_Your goal_
Can you revise the records, starting at their beginning and ending at the line that contains "(1090, 603)", so that "evergreen tree" becomes "conifer" and nothing else changes? Return only those lines.

+ + + +

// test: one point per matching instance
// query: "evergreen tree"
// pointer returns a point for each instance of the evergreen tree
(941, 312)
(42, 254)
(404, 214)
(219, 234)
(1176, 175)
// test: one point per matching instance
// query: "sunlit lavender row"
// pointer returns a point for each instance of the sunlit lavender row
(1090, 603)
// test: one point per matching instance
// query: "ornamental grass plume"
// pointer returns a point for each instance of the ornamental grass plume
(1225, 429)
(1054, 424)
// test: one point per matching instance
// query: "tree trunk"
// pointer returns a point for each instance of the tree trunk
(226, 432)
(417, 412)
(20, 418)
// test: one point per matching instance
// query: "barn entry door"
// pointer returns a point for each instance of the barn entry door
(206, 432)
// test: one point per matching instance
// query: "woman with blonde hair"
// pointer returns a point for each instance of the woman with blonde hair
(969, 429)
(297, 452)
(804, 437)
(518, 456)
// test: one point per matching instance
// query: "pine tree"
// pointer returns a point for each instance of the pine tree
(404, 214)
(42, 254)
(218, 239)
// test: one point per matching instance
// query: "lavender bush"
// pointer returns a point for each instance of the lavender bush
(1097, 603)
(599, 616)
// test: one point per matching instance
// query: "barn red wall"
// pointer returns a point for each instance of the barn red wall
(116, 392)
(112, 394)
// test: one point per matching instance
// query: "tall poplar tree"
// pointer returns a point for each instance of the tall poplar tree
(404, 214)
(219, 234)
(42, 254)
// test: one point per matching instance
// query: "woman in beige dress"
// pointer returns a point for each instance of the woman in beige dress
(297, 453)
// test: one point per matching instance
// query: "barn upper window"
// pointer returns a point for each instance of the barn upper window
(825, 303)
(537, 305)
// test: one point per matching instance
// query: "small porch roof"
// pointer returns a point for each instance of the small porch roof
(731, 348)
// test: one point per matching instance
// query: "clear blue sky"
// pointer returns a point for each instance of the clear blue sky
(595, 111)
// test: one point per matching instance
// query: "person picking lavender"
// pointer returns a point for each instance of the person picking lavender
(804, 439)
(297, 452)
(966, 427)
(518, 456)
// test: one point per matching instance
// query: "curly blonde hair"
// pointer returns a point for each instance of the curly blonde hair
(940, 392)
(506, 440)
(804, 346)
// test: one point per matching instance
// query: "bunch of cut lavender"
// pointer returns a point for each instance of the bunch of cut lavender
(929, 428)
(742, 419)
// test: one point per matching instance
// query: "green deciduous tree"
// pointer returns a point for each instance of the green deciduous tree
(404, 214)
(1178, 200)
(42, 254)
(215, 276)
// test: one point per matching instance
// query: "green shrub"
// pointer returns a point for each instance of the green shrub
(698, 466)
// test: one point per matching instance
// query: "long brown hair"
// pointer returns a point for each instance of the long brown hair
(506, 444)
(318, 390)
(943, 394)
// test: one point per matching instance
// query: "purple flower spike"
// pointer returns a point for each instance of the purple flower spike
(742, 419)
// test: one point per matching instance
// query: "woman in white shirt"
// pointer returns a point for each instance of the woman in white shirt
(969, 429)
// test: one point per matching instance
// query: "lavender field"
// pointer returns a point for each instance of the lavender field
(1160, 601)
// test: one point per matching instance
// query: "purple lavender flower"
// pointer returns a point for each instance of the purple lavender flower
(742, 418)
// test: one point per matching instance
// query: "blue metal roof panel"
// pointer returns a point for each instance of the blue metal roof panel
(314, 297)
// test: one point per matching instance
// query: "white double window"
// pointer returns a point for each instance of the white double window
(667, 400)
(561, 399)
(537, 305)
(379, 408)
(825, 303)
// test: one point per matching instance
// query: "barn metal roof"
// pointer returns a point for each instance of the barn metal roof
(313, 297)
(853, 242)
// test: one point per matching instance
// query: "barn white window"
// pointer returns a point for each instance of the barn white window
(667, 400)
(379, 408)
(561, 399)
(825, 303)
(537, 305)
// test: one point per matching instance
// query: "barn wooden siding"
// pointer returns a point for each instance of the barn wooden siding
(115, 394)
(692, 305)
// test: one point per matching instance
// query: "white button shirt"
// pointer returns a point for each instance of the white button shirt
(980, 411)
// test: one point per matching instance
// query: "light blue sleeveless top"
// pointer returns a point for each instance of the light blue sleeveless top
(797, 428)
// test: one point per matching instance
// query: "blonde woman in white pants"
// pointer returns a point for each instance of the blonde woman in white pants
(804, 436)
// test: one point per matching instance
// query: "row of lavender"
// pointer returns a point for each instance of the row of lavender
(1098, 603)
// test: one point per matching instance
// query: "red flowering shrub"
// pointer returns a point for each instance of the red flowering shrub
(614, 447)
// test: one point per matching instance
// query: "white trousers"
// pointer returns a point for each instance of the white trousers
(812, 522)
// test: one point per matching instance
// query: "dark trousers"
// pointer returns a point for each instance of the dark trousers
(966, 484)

+ + + +

_Written answer_
// test: one point per matching instance
// query: "conifer"
// pointer returns a point for each instance of the conifer
(941, 312)
(42, 254)
(404, 214)
(219, 234)
(1176, 175)
// test: one point per matching instance
// query: "sunlit lavender row"
// pointer returns a point for each instance of the sunlit lavender row
(1090, 603)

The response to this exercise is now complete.